GIVEN TASK -
Format the stretch of lines below, from the line containing "the white knit" through the line containing "Query: woman's hand", as a Markdown table with the columns Row and Text, numbering each line and skipping blank ones. Leave the pictures out of the table.

^^^^^^^^^^^^^^^^

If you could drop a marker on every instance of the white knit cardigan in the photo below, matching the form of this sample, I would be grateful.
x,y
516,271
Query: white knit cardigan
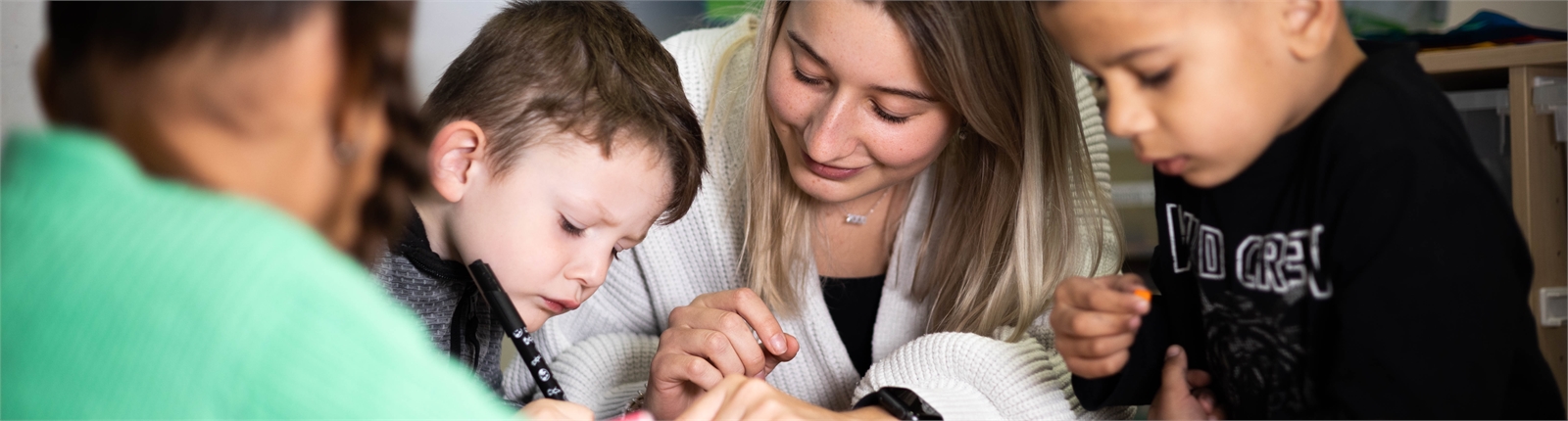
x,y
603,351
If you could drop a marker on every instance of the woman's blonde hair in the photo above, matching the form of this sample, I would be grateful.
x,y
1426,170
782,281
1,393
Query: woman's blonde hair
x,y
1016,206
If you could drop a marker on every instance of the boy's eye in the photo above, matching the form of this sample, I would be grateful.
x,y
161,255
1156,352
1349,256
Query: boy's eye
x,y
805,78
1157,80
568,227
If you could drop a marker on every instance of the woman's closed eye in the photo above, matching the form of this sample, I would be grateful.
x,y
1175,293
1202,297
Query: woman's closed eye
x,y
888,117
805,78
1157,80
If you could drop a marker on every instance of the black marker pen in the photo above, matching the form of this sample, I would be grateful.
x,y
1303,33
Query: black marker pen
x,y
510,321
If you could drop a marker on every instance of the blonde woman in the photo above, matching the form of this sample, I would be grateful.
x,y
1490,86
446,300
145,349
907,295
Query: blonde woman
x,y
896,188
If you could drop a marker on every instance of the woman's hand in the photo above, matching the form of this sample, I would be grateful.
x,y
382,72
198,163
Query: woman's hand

^^^^^^^^^^^^^^^^

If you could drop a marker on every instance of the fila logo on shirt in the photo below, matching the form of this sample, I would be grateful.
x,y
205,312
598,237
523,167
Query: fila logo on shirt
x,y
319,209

^^^^^^^^^^^^^^^^

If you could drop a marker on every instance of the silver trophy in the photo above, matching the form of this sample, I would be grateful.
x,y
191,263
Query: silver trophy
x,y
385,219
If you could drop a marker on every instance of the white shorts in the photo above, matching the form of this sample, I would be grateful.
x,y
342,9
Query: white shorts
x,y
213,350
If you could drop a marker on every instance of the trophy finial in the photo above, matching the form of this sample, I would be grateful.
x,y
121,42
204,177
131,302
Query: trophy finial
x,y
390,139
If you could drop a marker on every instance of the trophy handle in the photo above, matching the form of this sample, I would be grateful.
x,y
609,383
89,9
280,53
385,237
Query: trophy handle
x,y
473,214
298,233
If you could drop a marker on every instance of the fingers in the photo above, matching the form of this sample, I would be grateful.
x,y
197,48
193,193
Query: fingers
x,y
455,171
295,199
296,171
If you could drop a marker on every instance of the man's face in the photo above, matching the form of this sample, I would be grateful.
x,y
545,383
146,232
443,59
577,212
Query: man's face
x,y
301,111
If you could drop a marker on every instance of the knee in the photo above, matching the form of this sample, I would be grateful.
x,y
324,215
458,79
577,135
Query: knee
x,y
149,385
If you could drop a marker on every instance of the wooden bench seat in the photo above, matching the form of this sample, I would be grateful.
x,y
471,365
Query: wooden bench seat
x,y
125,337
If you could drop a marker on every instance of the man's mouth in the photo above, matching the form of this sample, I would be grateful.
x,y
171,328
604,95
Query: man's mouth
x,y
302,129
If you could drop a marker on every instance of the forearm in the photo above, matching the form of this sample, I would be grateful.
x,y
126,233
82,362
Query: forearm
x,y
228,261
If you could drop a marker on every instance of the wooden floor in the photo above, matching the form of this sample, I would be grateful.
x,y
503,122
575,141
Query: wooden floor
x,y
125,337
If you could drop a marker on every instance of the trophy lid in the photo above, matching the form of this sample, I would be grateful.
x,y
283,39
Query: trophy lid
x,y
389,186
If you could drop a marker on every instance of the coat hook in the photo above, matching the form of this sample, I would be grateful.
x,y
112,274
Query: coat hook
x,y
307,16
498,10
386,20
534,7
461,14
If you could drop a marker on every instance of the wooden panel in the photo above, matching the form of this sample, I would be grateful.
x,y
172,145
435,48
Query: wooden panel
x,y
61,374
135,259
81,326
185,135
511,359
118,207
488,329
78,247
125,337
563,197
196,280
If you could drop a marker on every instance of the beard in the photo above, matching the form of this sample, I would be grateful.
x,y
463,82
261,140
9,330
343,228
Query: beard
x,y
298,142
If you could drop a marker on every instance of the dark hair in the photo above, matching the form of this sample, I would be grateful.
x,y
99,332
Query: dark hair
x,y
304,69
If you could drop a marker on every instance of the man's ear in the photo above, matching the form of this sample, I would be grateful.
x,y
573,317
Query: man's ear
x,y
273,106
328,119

^^^^^^^^^^^^^^^^

EXERCISE SOLUTION -
| Row | Text |
|---|---|
| 1 | If you could drop a marker on every instance of the white knit cardigan in the photo below, matching the form of this sample, I would be grateful. |
| 2 | x,y |
| 3 | 516,271 |
| 4 | Query: white knit cardigan |
| 5 | x,y |
| 6 | 603,351 |
| 7 | If you could drop a marker on every instance of the woman's blonde hair in the photo above, matching the form of this sample, I would be grateful. |
| 8 | x,y |
| 9 | 1426,170 |
| 10 | 782,281 |
| 11 | 1,393 |
| 12 | Query: woman's blonde hair |
| 13 | x,y |
| 14 | 1016,206 |
| 15 | If you could drop a marker on every instance of the boy's eye in the photo above, matching the form of this sample, I would be grateful. |
| 16 | x,y |
| 17 | 161,255 |
| 18 | 1156,352 |
| 19 | 1349,256 |
| 20 | Query: boy's eye |
| 21 | x,y |
| 22 | 805,78 |
| 23 | 1157,80 |
| 24 | 568,227 |
| 25 | If you could drop a marker on every instance of the woman's closed eye in the photo above, matching the form of this sample, I would be grateful. |
| 26 | x,y |
| 27 | 1175,293 |
| 28 | 1202,297 |
| 29 | Query: woman's closed eye |
| 30 | x,y |
| 31 | 888,117 |
| 32 | 805,78 |
| 33 | 1157,80 |
| 34 | If you could drop a marker on every instance of the black marker pen in the photo above, matching the form of this sample, I would be grateful. |
| 35 | x,y |
| 36 | 1303,33 |
| 37 | Query: black marker pen |
| 38 | x,y |
| 39 | 510,321 |
| 40 | If you could drop a marker on every instance of the blonde woman in the photo above, matching the form of this sample, I would be grateful. |
| 41 | x,y |
| 42 | 1490,86 |
| 43 | 446,300 |
| 44 | 145,349 |
| 45 | 907,295 |
| 46 | Query: blonde woman |
| 47 | x,y |
| 48 | 896,188 |
| 49 | If you could drop a marker on every instance of the woman's hand in the photo above, matching the form of this sample, I would be grateful. |
| 50 | x,y |
| 51 | 382,72 |
| 52 | 198,163 |
| 53 | Query: woman's hand |